• **LISTED ENTRIES**
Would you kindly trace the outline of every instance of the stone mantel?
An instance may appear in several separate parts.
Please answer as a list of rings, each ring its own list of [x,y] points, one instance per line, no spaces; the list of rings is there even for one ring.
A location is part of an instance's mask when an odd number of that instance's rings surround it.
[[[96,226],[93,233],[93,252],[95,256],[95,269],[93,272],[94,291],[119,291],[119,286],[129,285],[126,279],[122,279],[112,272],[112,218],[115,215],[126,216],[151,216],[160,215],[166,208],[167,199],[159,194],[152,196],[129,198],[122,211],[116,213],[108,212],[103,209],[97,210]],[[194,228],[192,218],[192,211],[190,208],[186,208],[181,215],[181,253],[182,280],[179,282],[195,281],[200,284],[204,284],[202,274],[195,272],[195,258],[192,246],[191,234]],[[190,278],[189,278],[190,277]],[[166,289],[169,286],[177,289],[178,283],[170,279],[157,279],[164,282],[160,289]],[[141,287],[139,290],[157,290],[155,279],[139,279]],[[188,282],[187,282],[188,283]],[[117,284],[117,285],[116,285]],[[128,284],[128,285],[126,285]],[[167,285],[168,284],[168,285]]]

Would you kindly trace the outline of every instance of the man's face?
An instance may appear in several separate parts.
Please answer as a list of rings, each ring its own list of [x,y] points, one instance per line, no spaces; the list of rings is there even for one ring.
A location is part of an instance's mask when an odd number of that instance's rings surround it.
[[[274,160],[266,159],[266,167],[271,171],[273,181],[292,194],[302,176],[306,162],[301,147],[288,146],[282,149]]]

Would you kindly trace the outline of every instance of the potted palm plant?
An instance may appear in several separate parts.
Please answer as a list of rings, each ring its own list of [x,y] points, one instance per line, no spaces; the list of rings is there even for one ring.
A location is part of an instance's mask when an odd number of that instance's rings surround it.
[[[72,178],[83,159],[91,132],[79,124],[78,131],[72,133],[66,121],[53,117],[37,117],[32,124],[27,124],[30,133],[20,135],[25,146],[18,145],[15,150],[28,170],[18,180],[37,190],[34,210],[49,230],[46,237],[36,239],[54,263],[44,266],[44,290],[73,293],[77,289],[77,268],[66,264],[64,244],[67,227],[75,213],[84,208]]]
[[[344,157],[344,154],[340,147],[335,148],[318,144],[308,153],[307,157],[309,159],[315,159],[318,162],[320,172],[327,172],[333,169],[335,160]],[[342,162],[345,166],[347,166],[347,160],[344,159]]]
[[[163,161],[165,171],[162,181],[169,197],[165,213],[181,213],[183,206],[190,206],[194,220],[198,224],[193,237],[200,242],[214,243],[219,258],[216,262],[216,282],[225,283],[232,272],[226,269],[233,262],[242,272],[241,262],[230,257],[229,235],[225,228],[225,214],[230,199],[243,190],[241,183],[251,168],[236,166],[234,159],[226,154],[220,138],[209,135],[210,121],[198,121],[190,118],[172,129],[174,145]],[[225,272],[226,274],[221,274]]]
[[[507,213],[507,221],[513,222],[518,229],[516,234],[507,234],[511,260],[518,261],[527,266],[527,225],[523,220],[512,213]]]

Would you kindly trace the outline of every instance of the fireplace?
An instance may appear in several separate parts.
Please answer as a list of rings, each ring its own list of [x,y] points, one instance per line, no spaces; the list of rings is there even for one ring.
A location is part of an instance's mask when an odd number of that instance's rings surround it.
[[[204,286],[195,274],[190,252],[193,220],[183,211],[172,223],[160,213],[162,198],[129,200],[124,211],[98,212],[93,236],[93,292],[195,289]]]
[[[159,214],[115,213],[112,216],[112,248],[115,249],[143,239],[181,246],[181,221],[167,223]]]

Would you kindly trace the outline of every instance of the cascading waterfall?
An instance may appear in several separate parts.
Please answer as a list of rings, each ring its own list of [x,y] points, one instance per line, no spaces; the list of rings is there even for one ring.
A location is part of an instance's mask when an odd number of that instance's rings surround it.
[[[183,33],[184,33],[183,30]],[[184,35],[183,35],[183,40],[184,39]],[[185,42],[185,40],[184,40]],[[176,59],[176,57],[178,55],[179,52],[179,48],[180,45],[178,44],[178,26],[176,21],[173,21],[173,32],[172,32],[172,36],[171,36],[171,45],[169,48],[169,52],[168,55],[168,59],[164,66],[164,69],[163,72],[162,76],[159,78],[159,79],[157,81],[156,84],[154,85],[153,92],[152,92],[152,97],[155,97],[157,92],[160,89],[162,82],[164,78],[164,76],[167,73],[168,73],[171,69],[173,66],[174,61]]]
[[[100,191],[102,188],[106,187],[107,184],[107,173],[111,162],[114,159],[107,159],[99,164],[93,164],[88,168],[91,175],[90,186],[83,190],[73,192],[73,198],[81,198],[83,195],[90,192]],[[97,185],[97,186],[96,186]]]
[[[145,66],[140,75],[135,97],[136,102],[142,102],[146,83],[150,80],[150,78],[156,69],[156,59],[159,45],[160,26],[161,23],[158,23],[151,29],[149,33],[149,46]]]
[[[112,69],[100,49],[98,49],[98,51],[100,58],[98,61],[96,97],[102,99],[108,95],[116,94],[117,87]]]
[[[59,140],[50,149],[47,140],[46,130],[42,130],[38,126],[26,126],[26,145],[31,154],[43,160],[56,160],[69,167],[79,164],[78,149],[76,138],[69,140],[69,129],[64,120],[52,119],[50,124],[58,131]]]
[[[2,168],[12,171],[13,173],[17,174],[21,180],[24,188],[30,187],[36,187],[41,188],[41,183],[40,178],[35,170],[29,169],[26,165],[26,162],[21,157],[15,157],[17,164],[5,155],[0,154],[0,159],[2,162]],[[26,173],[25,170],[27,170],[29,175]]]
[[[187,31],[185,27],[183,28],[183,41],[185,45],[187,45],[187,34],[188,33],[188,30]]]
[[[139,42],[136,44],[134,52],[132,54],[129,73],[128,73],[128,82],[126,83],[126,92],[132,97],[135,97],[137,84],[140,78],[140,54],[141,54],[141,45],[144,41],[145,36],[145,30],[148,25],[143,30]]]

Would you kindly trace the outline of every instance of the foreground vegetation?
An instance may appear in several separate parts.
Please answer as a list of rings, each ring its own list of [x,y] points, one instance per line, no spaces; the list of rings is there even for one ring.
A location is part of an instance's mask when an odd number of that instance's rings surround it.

• **GIVEN INSTRUCTION**
Switch "stone mantel" to "brick fireplace" throughout the material above and give it back with everything else unchanged.

• **CORRECT ANSWER**
Would you kindly trace the outline of every instance of the brick fireplace?
An instance may appear in several separate parts.
Please answer as a list of rings, each ring its own list of [x,y] points, one instance per line, no spaces; the list of rings is there even for one ring.
A location is part of an instance's mask when an odd number of that instance's rings surround it.
[[[96,226],[93,233],[93,252],[95,256],[95,269],[93,272],[94,291],[119,291],[119,286],[129,285],[126,279],[122,279],[112,272],[112,218],[115,215],[126,216],[151,216],[160,215],[166,208],[167,199],[159,194],[152,196],[129,198],[122,211],[116,213],[108,212],[103,209],[97,210]],[[194,228],[192,218],[192,211],[190,208],[186,208],[181,215],[181,253],[182,280],[179,282],[195,281],[200,284],[204,284],[202,274],[195,272],[195,258],[192,246],[191,234]],[[190,278],[189,278],[190,277]],[[166,289],[169,286],[177,289],[178,283],[170,279],[157,279],[164,282],[160,289]],[[141,287],[139,290],[157,290],[155,279],[139,279]],[[188,282],[187,282],[188,283]],[[117,284],[117,285],[116,285]],[[128,284],[128,285],[126,285]],[[167,285],[168,284],[168,285]]]

Would you kindly trace the outline of every instance of the man's face?
An instance may appear in several separate parts.
Please answer as a list of rings, each ring its own list of [x,y] points, one instance per line, no spaces; the list of rings is there even for one ring.
A location is part of an instance's mask when an odd number of that instance's rings surround it.
[[[274,160],[266,159],[266,167],[271,171],[273,181],[292,194],[302,176],[306,162],[301,147],[288,146],[282,149]]]

Would you kindly trace the outline of every instance of the potted palm plant?
An instance may appear in several separate parts.
Please answer as a list of rings, each ring its own list of [x,y] points, one instance per line, no spaces; the list of rings is there even for one ring.
A location is part of an instance's mask when an odd number of that instance's rings surround it.
[[[72,178],[83,159],[91,132],[79,124],[78,131],[72,133],[66,121],[53,117],[37,117],[32,124],[27,124],[30,133],[20,135],[25,146],[18,145],[15,150],[28,170],[18,180],[37,190],[34,210],[49,230],[46,237],[36,239],[54,263],[44,266],[44,290],[73,293],[77,289],[77,268],[66,264],[64,244],[67,227],[75,213],[84,208]]]
[[[344,157],[344,154],[340,147],[335,148],[318,144],[308,153],[307,157],[309,159],[315,159],[318,162],[320,172],[327,172],[333,169],[335,160]],[[342,162],[345,166],[347,166],[347,160],[344,159]]]
[[[163,161],[165,171],[162,181],[169,197],[165,213],[181,213],[183,206],[190,206],[194,220],[198,224],[193,237],[200,242],[214,243],[219,258],[216,262],[216,282],[225,283],[232,272],[226,269],[233,262],[242,272],[241,262],[230,257],[229,235],[225,228],[225,214],[230,199],[243,190],[241,183],[251,168],[236,166],[234,159],[226,154],[220,138],[209,135],[210,121],[198,121],[190,118],[172,129],[174,145]],[[225,272],[226,274],[221,274]]]
[[[507,213],[507,221],[513,222],[518,229],[516,234],[507,234],[511,260],[518,261],[527,266],[527,225],[523,220],[512,213]]]

Would you kindly trace the outline of every instance of the fireplace?
An instance may appear in several separate parts.
Please answer as a list of rings, each ring its own list of [x,y] points, one instance per line, no spaces; the list of rings is there even for one ring.
A location is part of an instance's mask when an odd number of that instance's rings surround it.
[[[204,286],[195,274],[190,252],[193,220],[183,211],[172,223],[160,213],[162,198],[129,200],[124,211],[98,212],[93,236],[93,292],[195,289]]]
[[[159,214],[115,213],[112,216],[112,248],[115,249],[143,239],[181,246],[181,221],[167,223]]]

Would you kindly trace the outline of every instance of the cascading waterfall?
An instance may appear in several separate parts.
Please answer as a list of rings, each ring its own list of [x,y] points, one instance per line, no spaces; the list of rings is there even for one ring.
A location is part of an instance's mask when an odd number of that instance's rings surround it.
[[[183,33],[184,33],[183,30]],[[184,35],[183,35],[183,40],[184,39]],[[185,42],[185,40],[184,40]],[[176,59],[176,57],[178,55],[179,52],[179,48],[180,45],[178,44],[178,26],[176,21],[173,21],[173,32],[172,32],[172,36],[171,36],[171,45],[169,48],[169,52],[168,55],[168,59],[164,66],[164,69],[163,72],[162,76],[159,78],[159,79],[157,81],[156,84],[154,85],[153,92],[152,92],[152,97],[155,97],[157,92],[160,89],[162,82],[164,78],[164,76],[167,73],[168,73],[171,69],[173,66],[174,61]]]
[[[100,191],[102,188],[106,187],[107,184],[107,173],[111,162],[114,159],[107,159],[99,164],[93,164],[88,168],[91,175],[90,186],[83,190],[73,192],[73,198],[81,198],[83,195],[90,192]],[[97,185],[97,186],[96,186]]]
[[[145,66],[140,75],[135,97],[136,102],[142,102],[146,83],[150,80],[150,78],[156,69],[156,59],[159,45],[160,26],[161,23],[158,23],[151,29],[149,33],[149,46]]]
[[[112,69],[100,49],[98,49],[98,51],[100,58],[98,61],[96,97],[102,99],[108,95],[116,94],[117,87]]]
[[[59,140],[50,149],[47,140],[46,130],[42,130],[38,126],[26,126],[26,145],[31,154],[43,160],[56,160],[69,167],[79,164],[78,149],[76,138],[69,140],[69,129],[64,120],[52,119],[50,124],[58,131]]]
[[[2,168],[12,171],[13,173],[17,174],[21,180],[24,188],[30,187],[36,187],[41,188],[41,183],[40,178],[35,170],[29,169],[26,165],[26,162],[21,157],[15,157],[17,164],[5,155],[0,154],[0,159],[2,162]],[[26,173],[25,170],[27,170],[29,175]]]
[[[187,31],[185,27],[183,28],[183,41],[185,45],[187,45],[187,34],[188,33],[188,30]]]
[[[139,42],[136,44],[134,52],[132,54],[129,73],[128,73],[128,82],[126,83],[126,92],[132,97],[135,97],[137,84],[140,78],[140,54],[141,54],[141,45],[144,41],[145,36],[145,30],[148,25],[143,30]]]

Would you kindly trace the outline of every instance of the foreground vegetation?
An instance may appear in several separate parts.
Please answer as a list of rings, each ring its own list of [x,y] points, one instance per line, no spaces; the list of rings is there even for one ring.
A location is part of an instance's mask when an odd number of that instance's rings surround it.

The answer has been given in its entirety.